Please update the listing below, beginning at the line that has "[pin] white frosting" and continuing through the end of the listing: rewrite those lines with "lilac egg" changed to "lavender egg" and everything else left as it is.

EXERCISE INPUT →
□ □ □ □

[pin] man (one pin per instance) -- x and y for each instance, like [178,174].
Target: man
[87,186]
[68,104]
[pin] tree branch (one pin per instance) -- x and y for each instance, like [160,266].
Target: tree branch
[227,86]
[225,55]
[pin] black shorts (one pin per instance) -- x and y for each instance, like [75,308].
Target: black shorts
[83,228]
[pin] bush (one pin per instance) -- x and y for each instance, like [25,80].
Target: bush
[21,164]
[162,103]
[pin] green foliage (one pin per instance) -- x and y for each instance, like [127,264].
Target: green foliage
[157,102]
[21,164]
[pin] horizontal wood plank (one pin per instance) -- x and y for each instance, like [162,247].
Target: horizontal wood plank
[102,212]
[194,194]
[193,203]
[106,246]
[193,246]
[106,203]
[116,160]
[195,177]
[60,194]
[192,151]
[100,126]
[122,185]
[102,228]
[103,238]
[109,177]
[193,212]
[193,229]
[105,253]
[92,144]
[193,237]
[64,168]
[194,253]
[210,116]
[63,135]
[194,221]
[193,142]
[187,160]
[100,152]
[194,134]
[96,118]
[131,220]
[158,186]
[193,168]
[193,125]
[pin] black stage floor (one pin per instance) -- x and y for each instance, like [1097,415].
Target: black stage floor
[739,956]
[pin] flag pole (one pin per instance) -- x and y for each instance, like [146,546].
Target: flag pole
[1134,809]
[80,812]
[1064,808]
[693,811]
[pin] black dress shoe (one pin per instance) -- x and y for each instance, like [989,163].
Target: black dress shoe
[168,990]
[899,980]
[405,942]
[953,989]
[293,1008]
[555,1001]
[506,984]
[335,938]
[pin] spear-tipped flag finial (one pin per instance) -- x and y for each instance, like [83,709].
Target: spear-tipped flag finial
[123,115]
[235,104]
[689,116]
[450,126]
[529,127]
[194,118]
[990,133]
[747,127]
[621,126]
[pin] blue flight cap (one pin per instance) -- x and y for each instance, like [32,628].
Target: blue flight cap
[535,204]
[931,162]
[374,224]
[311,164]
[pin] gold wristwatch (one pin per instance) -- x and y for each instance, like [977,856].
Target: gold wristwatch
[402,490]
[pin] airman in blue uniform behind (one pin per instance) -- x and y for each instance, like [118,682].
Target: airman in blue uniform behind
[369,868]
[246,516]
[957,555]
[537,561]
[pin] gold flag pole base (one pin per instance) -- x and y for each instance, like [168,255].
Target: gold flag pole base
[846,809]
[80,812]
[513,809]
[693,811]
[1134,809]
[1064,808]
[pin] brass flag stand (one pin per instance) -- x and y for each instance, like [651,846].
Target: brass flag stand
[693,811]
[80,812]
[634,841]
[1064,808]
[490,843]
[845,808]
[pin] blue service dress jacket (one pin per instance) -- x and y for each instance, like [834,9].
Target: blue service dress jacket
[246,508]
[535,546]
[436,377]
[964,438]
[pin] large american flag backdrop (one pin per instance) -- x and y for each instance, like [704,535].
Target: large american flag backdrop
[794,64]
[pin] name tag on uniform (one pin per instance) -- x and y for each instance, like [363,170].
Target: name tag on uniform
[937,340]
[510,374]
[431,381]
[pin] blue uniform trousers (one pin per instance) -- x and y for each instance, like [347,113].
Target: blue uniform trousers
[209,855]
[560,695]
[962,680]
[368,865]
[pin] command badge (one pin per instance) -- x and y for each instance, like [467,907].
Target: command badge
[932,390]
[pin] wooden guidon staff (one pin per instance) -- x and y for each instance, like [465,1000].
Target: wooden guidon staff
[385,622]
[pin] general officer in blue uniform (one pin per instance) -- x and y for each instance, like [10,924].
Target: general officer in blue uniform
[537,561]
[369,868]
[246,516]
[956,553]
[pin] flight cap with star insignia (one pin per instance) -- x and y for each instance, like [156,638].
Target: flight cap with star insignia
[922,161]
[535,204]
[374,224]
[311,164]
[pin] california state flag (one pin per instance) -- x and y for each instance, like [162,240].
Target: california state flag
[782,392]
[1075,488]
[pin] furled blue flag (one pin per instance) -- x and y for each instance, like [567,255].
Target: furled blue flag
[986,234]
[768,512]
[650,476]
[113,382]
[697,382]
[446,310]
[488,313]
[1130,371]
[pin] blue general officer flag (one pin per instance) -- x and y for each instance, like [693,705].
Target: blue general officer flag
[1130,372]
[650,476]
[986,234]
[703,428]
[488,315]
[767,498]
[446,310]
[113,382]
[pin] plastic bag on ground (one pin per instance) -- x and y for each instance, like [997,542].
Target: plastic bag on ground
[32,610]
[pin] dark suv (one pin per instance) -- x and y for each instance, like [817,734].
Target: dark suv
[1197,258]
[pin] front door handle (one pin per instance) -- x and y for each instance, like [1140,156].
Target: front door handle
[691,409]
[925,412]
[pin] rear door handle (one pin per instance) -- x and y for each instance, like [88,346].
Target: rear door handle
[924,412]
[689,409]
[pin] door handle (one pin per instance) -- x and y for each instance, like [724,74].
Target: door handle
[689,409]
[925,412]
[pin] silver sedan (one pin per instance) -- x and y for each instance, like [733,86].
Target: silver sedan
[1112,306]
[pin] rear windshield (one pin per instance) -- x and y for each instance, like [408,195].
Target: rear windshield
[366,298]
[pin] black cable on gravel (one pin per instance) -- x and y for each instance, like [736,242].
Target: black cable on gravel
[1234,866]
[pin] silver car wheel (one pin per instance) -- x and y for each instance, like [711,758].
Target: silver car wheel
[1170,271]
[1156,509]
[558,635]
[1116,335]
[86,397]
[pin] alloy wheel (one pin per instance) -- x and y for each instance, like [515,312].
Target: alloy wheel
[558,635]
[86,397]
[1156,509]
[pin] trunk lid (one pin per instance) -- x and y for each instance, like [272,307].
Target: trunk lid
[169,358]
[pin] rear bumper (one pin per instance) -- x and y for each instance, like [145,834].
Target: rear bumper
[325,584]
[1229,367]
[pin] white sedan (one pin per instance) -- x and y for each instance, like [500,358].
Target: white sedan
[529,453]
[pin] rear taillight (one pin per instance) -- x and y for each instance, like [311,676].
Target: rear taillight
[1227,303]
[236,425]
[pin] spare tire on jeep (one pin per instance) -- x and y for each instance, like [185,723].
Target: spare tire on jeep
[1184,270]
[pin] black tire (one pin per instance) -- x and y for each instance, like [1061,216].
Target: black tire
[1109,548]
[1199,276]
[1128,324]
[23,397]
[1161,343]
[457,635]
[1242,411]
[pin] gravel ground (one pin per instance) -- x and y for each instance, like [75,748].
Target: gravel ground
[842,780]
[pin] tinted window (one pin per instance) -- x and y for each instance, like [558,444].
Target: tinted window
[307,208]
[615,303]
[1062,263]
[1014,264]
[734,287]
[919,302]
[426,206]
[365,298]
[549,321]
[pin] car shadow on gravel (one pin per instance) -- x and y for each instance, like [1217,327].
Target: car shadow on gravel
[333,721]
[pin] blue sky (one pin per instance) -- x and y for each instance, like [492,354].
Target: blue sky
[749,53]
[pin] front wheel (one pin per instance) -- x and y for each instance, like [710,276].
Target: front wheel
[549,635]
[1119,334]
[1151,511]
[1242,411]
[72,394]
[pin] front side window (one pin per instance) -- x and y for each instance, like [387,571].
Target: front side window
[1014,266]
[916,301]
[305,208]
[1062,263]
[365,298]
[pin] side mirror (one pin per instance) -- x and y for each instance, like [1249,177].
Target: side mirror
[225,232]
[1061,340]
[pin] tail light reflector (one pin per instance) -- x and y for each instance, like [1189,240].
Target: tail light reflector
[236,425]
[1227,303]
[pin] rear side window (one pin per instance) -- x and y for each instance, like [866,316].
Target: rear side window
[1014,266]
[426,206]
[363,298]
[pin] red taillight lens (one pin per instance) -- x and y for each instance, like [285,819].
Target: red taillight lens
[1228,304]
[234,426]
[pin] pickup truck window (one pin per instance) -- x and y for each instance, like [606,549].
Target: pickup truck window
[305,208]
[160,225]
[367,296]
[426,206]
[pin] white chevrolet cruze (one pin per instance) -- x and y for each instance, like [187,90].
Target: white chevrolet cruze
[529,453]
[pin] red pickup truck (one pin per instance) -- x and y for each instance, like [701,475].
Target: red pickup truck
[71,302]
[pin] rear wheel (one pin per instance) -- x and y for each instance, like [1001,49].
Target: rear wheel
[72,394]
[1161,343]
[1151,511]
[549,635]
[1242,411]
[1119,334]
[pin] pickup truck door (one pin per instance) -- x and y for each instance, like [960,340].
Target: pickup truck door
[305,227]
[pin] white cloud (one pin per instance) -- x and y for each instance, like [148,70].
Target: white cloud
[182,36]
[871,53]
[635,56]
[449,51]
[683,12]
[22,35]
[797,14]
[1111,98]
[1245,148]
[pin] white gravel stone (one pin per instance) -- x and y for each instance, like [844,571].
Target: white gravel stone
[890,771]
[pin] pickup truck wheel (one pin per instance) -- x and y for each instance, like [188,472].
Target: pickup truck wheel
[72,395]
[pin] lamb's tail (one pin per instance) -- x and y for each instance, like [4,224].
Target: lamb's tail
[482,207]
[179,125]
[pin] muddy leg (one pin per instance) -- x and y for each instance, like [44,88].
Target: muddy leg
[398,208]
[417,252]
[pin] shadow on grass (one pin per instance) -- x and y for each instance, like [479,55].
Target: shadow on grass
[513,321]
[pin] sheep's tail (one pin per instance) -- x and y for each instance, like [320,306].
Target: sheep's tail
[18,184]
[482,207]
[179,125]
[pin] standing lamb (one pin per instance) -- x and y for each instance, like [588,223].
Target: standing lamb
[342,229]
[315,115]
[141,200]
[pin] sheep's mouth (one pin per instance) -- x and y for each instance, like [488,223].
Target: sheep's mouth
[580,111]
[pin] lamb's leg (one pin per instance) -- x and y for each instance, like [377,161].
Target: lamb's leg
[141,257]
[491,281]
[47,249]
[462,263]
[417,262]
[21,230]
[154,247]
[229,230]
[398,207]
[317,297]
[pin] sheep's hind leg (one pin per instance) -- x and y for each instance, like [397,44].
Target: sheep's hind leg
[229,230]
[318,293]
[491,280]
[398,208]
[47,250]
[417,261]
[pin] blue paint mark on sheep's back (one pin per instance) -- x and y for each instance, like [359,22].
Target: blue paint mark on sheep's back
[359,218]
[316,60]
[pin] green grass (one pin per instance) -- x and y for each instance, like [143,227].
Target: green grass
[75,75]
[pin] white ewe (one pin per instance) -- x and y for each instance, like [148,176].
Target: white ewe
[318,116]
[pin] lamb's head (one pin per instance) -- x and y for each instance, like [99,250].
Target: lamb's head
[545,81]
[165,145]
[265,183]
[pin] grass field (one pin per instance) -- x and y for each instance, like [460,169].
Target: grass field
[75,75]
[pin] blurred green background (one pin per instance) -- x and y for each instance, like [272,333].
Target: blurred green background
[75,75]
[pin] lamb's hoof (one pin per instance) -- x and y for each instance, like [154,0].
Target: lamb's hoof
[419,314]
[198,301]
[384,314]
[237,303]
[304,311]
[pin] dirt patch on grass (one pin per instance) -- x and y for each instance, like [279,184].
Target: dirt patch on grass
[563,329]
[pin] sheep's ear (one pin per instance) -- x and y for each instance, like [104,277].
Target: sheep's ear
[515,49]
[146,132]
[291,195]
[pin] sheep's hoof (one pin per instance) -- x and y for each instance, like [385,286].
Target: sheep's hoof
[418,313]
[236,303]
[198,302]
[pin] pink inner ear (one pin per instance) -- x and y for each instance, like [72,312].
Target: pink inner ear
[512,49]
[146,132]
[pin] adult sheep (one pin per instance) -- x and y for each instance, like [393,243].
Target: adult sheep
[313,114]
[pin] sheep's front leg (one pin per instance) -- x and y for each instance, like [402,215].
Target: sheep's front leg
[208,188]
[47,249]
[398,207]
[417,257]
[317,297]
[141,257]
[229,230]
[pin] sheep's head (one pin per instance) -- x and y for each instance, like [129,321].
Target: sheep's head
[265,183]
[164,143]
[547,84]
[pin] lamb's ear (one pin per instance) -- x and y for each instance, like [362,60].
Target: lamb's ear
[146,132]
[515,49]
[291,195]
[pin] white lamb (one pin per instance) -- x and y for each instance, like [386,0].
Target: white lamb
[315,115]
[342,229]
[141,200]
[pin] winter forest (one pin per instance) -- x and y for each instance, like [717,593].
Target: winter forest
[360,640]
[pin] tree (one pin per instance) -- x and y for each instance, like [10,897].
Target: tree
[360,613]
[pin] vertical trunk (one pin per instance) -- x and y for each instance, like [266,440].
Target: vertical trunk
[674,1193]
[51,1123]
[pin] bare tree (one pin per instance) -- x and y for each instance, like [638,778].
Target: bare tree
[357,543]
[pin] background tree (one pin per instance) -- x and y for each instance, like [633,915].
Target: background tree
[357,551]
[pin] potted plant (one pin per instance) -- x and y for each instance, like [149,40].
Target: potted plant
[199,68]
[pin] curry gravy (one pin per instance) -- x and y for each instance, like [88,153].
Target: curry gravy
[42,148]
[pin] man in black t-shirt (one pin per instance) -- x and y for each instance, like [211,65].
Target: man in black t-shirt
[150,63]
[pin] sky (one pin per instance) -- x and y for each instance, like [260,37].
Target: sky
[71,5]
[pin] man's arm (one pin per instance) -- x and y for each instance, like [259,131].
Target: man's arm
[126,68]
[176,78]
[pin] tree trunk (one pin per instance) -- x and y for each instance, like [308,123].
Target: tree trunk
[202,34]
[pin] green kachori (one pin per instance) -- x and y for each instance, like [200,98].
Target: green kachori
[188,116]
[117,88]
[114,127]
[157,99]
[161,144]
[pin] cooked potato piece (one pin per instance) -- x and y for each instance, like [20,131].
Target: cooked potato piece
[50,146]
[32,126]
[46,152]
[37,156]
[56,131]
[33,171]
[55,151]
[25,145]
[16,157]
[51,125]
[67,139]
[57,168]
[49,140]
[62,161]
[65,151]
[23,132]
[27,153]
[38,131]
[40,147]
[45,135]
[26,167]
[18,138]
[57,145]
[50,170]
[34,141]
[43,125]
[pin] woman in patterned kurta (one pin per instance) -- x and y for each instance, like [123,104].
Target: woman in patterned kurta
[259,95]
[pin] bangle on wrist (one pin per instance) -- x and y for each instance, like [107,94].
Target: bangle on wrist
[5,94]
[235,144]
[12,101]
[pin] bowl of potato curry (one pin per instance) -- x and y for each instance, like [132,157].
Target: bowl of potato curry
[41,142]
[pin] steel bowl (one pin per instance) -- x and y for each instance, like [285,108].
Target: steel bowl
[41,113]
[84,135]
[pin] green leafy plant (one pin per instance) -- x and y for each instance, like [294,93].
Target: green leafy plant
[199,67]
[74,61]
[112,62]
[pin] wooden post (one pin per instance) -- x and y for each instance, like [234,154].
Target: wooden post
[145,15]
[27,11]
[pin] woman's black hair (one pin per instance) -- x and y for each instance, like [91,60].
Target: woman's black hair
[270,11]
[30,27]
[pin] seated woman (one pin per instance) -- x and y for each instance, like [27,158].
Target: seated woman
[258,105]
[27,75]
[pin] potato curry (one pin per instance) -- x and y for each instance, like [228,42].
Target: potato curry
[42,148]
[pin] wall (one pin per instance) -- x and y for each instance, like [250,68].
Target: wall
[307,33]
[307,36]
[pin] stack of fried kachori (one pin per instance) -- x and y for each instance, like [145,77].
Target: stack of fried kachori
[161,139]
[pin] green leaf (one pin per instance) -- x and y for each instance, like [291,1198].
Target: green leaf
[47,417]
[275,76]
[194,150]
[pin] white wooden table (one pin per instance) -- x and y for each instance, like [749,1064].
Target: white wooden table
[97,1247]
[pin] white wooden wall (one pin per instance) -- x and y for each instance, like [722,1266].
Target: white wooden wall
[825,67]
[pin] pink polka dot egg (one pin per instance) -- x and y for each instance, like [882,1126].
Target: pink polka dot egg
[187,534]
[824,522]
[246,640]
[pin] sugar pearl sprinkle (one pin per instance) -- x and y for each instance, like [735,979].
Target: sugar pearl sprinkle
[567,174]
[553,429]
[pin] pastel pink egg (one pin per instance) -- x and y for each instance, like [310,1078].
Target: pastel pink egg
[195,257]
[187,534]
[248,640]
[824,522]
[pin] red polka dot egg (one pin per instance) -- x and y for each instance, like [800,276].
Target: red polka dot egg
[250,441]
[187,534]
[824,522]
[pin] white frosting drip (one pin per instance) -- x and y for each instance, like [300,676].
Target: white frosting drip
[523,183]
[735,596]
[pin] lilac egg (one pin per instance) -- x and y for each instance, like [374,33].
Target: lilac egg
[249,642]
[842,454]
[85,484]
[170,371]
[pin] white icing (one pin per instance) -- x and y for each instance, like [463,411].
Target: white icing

□ □ □ □

COMPLETED EXERCISE →
[pin] white frosting drip (one pin per instance) -- x and y for each instance, like [300,676].
Target: white frosting drip
[523,183]
[735,596]
[pin] lavender egg (one pin per instance) -- x and y for each instance, like [374,33].
Target: lavender egg
[249,642]
[842,454]
[85,484]
[170,371]
[pin] white icing (one pin per instance) -- x and y for each instance, like [463,411].
Target: white icing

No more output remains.